■ 元の文章
------------------------------------------------

30代のコア人材が不足、因習に囚われ疲弊していた現場
宮崎さんが4代目女将に就任した2009年、陣屋はいくつもの問題を抱えていた。そのひとつが、従業員の高齢化だ。当時32歳だった女将が最年少で、もっとも年齢が近い社員でさえ10歳以上も年が離れていたという。コアとなる30~40代の人材が不足し、現場は昔ながらのやり方にとらわれていた。
「マニュアル化しないことが美徳で、ひとつひとつの業務が細分化されている上に属人化されていました。『その人に聞かないと分からない』ことだらけだったんです」(陣屋代表取締役女将:宮﨑 知子 氏)
職人のように先輩の背中を見て学ぶ覚え方は、仕事の意味を自分で考えながら技術を身につけられるといったメリットはある。とはいえ、効率的とはいえずノウハウも共有されないため生産性はどうしても落ちてしまう。
1人ひとりの業務が細分化され、マルチタスク化ができないため、当時は部屋数20に対し120人もの従業員がいた。また、顧客情報は紙の台帳でフロントに集約されるため、各業務担当者への指示の多くはフロント係を通して届く。本来、上下関係はない業務上の立場に「指示を出す側・出される側」といった感覚も生じていた。
オンラインで情報を共有し、社内をフラット化
社内をフラット化し、業務を効率化させたい。そこで宮崎さんが着手したのが、従業員同士が簡単に情報共有できるオンラインツールの開発だった。
それまで紙の台帳でフロントが集約管理していた顧客情報をオンライン化し、タブレット端末で誰でも見られるようにする。情報が共有されたことで、全員が率先して業務に当たるようになった。

------------------------------------------------

■ 用意したリスト
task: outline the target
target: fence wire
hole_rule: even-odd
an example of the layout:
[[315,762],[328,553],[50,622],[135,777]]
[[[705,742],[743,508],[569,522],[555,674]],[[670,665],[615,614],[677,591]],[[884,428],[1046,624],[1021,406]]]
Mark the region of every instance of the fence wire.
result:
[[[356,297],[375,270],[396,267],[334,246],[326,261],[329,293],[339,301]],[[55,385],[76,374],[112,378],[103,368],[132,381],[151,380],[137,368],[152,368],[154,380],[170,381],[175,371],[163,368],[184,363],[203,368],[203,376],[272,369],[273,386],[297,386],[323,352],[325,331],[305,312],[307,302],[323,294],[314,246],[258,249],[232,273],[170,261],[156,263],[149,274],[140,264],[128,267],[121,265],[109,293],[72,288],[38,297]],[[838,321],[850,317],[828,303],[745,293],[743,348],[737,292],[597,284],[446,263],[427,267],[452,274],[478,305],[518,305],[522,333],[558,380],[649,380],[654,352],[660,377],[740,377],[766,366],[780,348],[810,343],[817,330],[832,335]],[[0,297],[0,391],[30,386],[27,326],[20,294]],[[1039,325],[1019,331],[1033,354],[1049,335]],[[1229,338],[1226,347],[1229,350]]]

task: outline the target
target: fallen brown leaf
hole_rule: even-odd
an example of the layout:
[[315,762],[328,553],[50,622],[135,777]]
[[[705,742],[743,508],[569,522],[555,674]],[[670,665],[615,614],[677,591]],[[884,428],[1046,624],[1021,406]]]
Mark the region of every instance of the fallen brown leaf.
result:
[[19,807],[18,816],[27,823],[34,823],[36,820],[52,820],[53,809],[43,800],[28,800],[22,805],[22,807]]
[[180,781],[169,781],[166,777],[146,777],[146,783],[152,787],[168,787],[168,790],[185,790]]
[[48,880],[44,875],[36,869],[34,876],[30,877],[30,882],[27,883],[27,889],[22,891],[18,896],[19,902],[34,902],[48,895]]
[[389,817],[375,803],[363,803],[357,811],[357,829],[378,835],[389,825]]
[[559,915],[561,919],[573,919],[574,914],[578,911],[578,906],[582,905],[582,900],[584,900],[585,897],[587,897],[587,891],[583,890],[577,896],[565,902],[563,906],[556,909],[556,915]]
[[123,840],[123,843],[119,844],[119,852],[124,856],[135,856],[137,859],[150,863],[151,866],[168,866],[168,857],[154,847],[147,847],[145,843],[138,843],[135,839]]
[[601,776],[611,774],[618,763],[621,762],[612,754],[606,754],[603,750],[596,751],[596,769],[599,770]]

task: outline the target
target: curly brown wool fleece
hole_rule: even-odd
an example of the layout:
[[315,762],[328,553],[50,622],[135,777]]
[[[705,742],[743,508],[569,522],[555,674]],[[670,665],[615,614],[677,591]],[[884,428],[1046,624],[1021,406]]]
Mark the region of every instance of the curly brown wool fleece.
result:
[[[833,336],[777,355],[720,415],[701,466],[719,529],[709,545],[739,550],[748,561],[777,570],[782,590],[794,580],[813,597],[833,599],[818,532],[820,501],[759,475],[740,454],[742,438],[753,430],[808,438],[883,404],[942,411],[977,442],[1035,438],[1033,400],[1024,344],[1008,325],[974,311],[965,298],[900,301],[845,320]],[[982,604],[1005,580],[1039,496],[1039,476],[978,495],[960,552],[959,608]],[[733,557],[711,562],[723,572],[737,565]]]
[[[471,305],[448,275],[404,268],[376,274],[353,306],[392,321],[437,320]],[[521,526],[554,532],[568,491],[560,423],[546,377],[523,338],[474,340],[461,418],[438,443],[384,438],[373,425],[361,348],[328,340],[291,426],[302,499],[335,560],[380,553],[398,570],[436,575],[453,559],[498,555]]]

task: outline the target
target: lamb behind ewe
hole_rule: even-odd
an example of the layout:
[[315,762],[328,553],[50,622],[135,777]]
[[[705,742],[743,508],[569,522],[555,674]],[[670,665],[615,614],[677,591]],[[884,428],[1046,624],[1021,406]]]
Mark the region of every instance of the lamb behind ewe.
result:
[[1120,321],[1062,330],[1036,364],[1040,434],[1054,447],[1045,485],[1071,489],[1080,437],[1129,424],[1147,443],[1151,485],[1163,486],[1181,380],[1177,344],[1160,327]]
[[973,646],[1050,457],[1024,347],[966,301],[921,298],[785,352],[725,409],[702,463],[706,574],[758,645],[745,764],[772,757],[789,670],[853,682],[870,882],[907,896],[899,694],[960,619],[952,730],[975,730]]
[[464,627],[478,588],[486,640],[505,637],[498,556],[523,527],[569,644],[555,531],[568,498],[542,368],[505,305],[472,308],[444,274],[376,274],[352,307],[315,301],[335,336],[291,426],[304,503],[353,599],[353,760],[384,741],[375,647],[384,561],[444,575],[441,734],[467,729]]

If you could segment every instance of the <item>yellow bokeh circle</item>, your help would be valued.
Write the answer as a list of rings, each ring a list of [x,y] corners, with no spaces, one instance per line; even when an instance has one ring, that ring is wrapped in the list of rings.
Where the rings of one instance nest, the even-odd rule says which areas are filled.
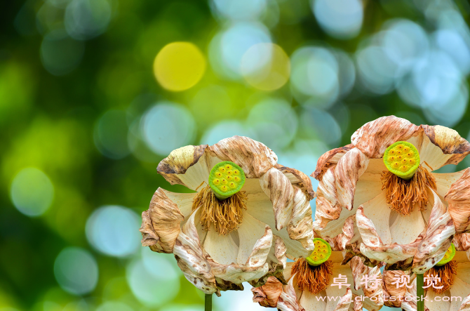
[[[167,90],[180,91],[195,86],[206,71],[199,48],[190,42],[173,42],[160,50],[154,61],[154,74]]]
[[[290,75],[290,60],[277,44],[261,43],[251,46],[241,59],[241,74],[252,86],[262,91],[282,87]]]

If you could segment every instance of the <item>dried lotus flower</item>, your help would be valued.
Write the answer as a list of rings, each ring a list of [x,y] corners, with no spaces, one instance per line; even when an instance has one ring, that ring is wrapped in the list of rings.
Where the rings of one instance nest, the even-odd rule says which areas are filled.
[[[424,310],[470,310],[470,260],[466,253],[470,247],[469,236],[467,233],[457,234],[444,258],[424,274]],[[402,275],[409,277],[409,288],[396,283]],[[416,295],[416,275],[411,272],[384,271],[384,288],[387,297],[385,305],[415,311],[416,303],[405,301],[405,298]]]
[[[343,265],[341,251],[332,251],[322,239],[316,238],[314,242],[316,251],[309,257],[287,263],[283,272],[287,285],[271,278],[265,285],[251,289],[253,302],[282,311],[347,311],[363,307],[377,311],[382,307],[380,267],[366,267],[358,257]],[[341,288],[335,284],[335,277],[344,277]],[[377,284],[371,281],[366,286],[365,279],[377,279]]]
[[[456,232],[470,230],[470,168],[434,172],[469,153],[470,144],[450,128],[394,116],[369,122],[351,144],[319,159],[312,174],[320,180],[314,228],[335,237],[354,215],[351,241],[361,254],[387,270],[422,274]]]
[[[159,188],[142,214],[142,244],[173,253],[207,294],[282,279],[286,256],[314,249],[308,176],[276,163],[264,145],[234,136],[174,150],[157,171],[193,193]]]

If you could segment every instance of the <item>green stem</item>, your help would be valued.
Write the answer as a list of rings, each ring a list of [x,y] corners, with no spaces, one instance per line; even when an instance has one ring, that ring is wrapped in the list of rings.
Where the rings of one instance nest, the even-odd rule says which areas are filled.
[[[416,274],[416,296],[419,299],[417,302],[417,311],[424,311],[424,274]]]
[[[212,293],[206,293],[204,301],[206,303],[204,311],[212,311]]]

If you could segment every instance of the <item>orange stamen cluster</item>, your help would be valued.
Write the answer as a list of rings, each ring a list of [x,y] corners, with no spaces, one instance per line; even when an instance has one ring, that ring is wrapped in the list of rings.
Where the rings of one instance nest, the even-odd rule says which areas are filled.
[[[305,259],[300,258],[292,266],[292,274],[297,273],[299,290],[317,293],[328,286],[333,269],[333,263],[330,260],[319,265],[311,265]]]

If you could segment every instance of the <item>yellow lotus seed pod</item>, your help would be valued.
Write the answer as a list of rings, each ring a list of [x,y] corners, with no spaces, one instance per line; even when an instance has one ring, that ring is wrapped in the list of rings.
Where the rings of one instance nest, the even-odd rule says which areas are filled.
[[[390,161],[390,157],[394,160]],[[394,174],[405,180],[410,179],[419,166],[419,154],[416,147],[408,142],[396,142],[385,150],[384,164]]]

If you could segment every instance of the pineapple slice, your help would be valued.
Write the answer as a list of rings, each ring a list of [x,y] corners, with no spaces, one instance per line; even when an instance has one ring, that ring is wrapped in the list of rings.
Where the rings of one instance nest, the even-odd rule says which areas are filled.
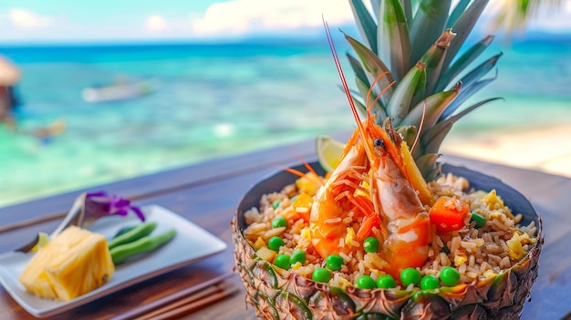
[[[105,237],[71,226],[39,249],[18,280],[34,294],[69,301],[101,286],[114,272]]]

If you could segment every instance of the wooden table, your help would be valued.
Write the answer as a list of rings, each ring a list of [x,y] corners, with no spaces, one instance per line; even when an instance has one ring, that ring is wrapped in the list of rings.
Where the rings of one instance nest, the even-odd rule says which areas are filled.
[[[57,319],[121,318],[136,307],[183,290],[206,279],[231,273],[234,266],[230,221],[247,189],[284,166],[298,162],[298,157],[315,160],[314,142],[265,150],[233,158],[183,167],[125,180],[86,191],[104,190],[131,199],[136,205],[159,204],[192,221],[228,243],[223,253],[191,263],[157,278],[121,290],[110,296],[62,314]],[[571,179],[515,169],[464,158],[444,156],[452,164],[485,172],[501,179],[529,197],[542,214],[545,243],[541,254],[539,277],[523,319],[561,319],[571,311]],[[118,159],[120,160],[120,159]],[[66,212],[83,190],[0,209],[0,228],[48,215]],[[50,232],[58,221],[36,223],[0,232],[0,253],[14,250],[40,231]],[[222,301],[194,310],[192,319],[255,319],[246,308],[244,292],[237,275],[224,285],[237,285],[239,292]],[[1,319],[33,319],[0,288]]]

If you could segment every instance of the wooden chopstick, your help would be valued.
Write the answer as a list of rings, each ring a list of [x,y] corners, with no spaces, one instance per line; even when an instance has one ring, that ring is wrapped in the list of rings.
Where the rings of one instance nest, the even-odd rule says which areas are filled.
[[[179,300],[182,300],[182,299],[192,300],[191,299],[191,297],[194,296],[195,294],[199,294],[200,293],[209,288],[215,287],[218,284],[221,284],[224,280],[232,276],[234,276],[236,274],[237,274],[234,272],[228,272],[226,274],[220,274],[212,279],[208,279],[200,284],[191,285],[176,293],[159,298],[153,302],[140,305],[132,310],[122,313],[121,315],[117,315],[113,316],[111,319],[112,320],[134,319],[134,318],[137,318],[138,316],[140,317],[140,316],[144,316],[144,315],[149,315],[154,310],[166,308],[169,305],[174,305]]]
[[[232,283],[217,284],[213,287],[204,289],[173,304],[153,310],[149,314],[135,318],[135,320],[175,319],[204,305],[224,299],[237,291],[238,287]]]

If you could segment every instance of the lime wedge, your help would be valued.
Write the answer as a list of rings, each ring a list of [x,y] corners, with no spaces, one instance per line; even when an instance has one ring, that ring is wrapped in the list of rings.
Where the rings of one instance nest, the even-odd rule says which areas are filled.
[[[321,167],[327,172],[333,172],[343,154],[345,144],[328,136],[316,138],[316,152]]]

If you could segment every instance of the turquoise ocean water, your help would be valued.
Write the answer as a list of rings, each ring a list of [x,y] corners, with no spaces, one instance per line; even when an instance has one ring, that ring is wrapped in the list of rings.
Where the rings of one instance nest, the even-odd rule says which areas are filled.
[[[346,50],[337,45],[339,54]],[[504,100],[453,130],[571,123],[571,41],[500,43],[484,56],[500,51],[498,78],[478,97]],[[325,38],[0,46],[0,54],[24,76],[16,88],[23,101],[16,112],[18,132],[0,126],[0,206],[354,125]],[[119,102],[82,100],[84,88],[119,77],[152,78],[158,89]],[[48,140],[26,133],[55,121],[66,129]]]

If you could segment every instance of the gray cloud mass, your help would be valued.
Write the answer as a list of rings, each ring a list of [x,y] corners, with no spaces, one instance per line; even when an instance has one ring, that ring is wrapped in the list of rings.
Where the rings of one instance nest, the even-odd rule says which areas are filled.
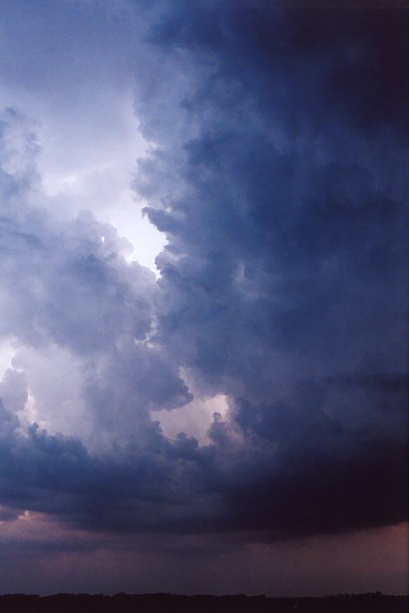
[[[125,4],[153,143],[133,185],[166,236],[160,278],[93,213],[54,214],[35,126],[6,110],[0,334],[76,361],[87,436],[24,421],[16,357],[0,383],[2,520],[29,509],[90,530],[267,541],[404,520],[399,11]],[[228,399],[206,444],[167,438],[156,417],[177,419],[188,381]]]

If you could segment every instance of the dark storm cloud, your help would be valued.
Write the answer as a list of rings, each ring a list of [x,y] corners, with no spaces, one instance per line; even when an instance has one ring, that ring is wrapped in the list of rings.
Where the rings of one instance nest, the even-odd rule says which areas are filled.
[[[96,456],[24,430],[9,372],[1,501],[88,529],[267,540],[403,520],[402,14],[151,10],[135,107],[156,149],[135,184],[169,241],[157,283],[109,225],[42,209],[33,137],[1,175],[4,333],[84,360],[95,428],[123,438]],[[230,399],[208,445],[154,421],[191,399],[181,368]]]
[[[138,100],[159,150],[137,187],[169,240],[157,338],[235,399],[225,529],[406,516],[403,17],[182,2],[152,29],[185,77]]]

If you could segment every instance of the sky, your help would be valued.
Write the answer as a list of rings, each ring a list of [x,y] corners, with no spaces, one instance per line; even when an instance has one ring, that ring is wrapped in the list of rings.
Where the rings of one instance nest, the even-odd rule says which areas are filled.
[[[406,16],[0,0],[0,593],[408,591]]]

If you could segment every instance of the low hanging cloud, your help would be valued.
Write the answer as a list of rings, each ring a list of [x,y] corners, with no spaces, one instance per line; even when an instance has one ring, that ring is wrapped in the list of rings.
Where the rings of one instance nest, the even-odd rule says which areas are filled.
[[[0,502],[267,542],[404,520],[399,12],[182,1],[141,23],[135,109],[154,146],[133,184],[168,241],[159,280],[94,215],[53,216],[28,120],[3,118],[1,332],[19,352]],[[75,438],[24,421],[30,351],[72,357],[55,367],[78,388]],[[206,443],[157,420],[193,401],[187,381],[228,399]]]

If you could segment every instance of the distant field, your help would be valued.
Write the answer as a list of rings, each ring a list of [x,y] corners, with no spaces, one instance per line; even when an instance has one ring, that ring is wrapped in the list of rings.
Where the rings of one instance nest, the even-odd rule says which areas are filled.
[[[1,613],[403,613],[408,597],[379,593],[338,595],[323,598],[265,596],[181,596],[172,594],[13,594],[0,596]]]

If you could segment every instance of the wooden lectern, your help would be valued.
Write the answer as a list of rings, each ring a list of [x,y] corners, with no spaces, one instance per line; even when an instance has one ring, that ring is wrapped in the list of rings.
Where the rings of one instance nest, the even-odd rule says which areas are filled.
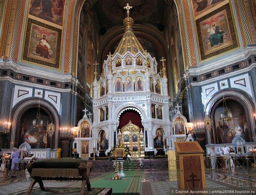
[[[206,187],[204,151],[197,142],[175,142],[178,187]]]

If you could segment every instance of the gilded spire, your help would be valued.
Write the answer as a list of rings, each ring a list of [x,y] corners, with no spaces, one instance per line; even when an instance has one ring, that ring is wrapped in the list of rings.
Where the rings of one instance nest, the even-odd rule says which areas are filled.
[[[97,79],[97,75],[98,75],[98,73],[97,72],[97,65],[99,65],[99,63],[97,63],[97,61],[95,61],[95,63],[93,64],[93,65],[95,65],[95,72],[94,72],[94,79]]]
[[[127,4],[127,5],[124,7],[124,9],[127,10],[127,17],[123,21],[124,25],[125,26],[124,34],[113,54],[113,56],[117,53],[123,55],[128,51],[132,54],[136,54],[139,51],[142,53],[145,52],[145,50],[133,33],[133,31],[132,28],[134,21],[129,15],[129,10],[132,8],[129,5],[129,4]]]
[[[162,72],[162,73],[163,74],[163,77],[164,77],[165,76],[165,70],[166,69],[165,68],[164,68],[164,61],[166,60],[166,59],[164,59],[164,57],[162,57],[162,59],[160,60],[160,61],[163,62],[163,68],[160,71],[160,72]]]

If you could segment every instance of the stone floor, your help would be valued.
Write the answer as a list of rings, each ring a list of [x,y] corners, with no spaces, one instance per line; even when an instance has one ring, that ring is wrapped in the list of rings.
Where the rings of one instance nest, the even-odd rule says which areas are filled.
[[[0,172],[0,194],[16,194],[27,189],[31,178],[27,171],[24,172],[22,175],[21,173],[18,172],[16,178],[11,177],[10,174],[6,178],[5,173]],[[91,183],[93,182],[94,178],[102,175],[104,176],[106,173],[106,172],[91,172]],[[235,192],[232,191],[237,190],[240,192],[237,193],[236,194],[256,194],[256,173],[251,173],[252,175],[250,178],[247,175],[242,173],[237,176],[234,173],[226,173],[223,170],[206,170],[207,188],[212,190],[230,191],[222,193],[223,194],[233,194]],[[78,182],[79,181],[44,181],[44,183],[46,187],[70,187],[77,184]],[[140,194],[180,194],[175,193],[177,189],[177,184],[176,172],[175,170],[144,171],[141,182],[142,191]],[[39,187],[37,183],[33,189],[36,187]],[[242,191],[245,189],[255,191],[253,193],[244,193]],[[172,192],[173,190],[174,190],[174,192]],[[210,194],[219,195],[222,193]]]

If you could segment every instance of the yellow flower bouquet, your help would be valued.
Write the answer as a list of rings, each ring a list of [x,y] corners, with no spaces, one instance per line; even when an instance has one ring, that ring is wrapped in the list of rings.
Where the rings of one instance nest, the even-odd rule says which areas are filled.
[[[124,148],[124,159],[125,161],[130,161],[130,158],[128,157],[128,155],[131,156],[131,153],[130,152],[129,147],[126,145],[121,144],[119,146],[114,146],[111,148],[110,151],[110,158],[109,159],[108,162],[111,162],[113,160],[114,160],[115,151],[116,148]]]

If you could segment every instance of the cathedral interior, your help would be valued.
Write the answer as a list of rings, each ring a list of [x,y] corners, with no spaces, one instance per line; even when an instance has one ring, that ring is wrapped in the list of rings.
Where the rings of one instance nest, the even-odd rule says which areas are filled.
[[[122,145],[154,159],[196,141],[205,156],[255,155],[254,0],[0,0],[0,154]]]

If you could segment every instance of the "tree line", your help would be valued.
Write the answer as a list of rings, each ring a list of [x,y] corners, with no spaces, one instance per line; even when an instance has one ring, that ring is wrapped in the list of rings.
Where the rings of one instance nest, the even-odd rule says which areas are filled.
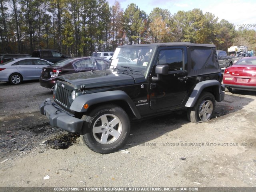
[[[199,9],[149,15],[132,3],[124,10],[106,0],[0,0],[0,53],[55,49],[69,56],[114,51],[127,44],[188,42],[217,49],[247,46],[255,50],[256,32],[239,28]]]

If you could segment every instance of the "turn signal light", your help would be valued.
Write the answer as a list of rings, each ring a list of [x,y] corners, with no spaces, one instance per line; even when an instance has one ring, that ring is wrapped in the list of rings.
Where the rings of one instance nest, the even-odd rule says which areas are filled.
[[[226,68],[225,69],[225,71],[224,71],[224,73],[229,73],[229,72],[228,70],[228,68]]]

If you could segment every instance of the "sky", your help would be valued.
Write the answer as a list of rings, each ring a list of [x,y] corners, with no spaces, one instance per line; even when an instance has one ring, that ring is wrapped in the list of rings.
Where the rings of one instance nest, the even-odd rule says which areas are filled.
[[[110,6],[117,0],[108,0]],[[199,8],[204,13],[210,12],[218,18],[227,20],[236,26],[236,29],[246,25],[248,29],[256,30],[256,0],[119,0],[124,11],[131,3],[135,3],[148,14],[155,7],[169,10],[172,15],[178,11],[188,11]]]

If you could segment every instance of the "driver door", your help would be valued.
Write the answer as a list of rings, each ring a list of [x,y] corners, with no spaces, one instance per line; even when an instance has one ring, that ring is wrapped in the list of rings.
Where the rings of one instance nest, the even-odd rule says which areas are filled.
[[[186,55],[186,49],[184,47],[160,50],[155,65],[168,65],[169,70],[168,74],[161,75],[158,80],[150,80],[150,106],[152,109],[176,107],[182,103],[187,90],[188,74],[185,70]]]

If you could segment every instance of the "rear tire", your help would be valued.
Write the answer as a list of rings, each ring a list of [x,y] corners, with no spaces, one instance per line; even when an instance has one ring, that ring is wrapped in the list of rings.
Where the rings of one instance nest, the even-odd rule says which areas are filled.
[[[117,150],[124,144],[130,130],[130,119],[119,106],[107,104],[97,107],[88,116],[83,115],[82,136],[91,150],[102,154]]]
[[[187,111],[189,121],[198,123],[208,121],[215,111],[215,98],[209,92],[202,93],[195,104]]]
[[[20,84],[23,80],[22,76],[18,73],[14,73],[9,77],[9,82],[12,85]]]

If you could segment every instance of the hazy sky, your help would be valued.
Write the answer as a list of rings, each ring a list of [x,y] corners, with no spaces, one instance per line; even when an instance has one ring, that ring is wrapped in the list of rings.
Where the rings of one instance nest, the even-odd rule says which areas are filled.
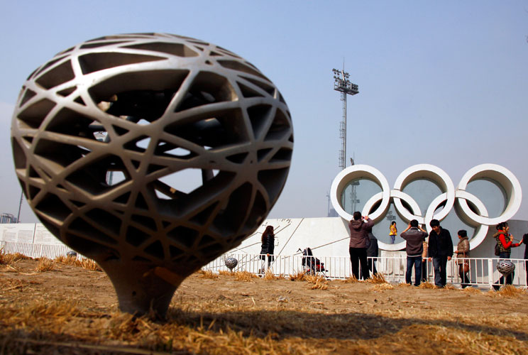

------------------------------------------------

■ 課題のねらい
上の陣屋についての文章から、年齢を表す言葉を出てくる順にすべて書き出してください。

■ 解答例
30代
32歳
10歳以上
30~40代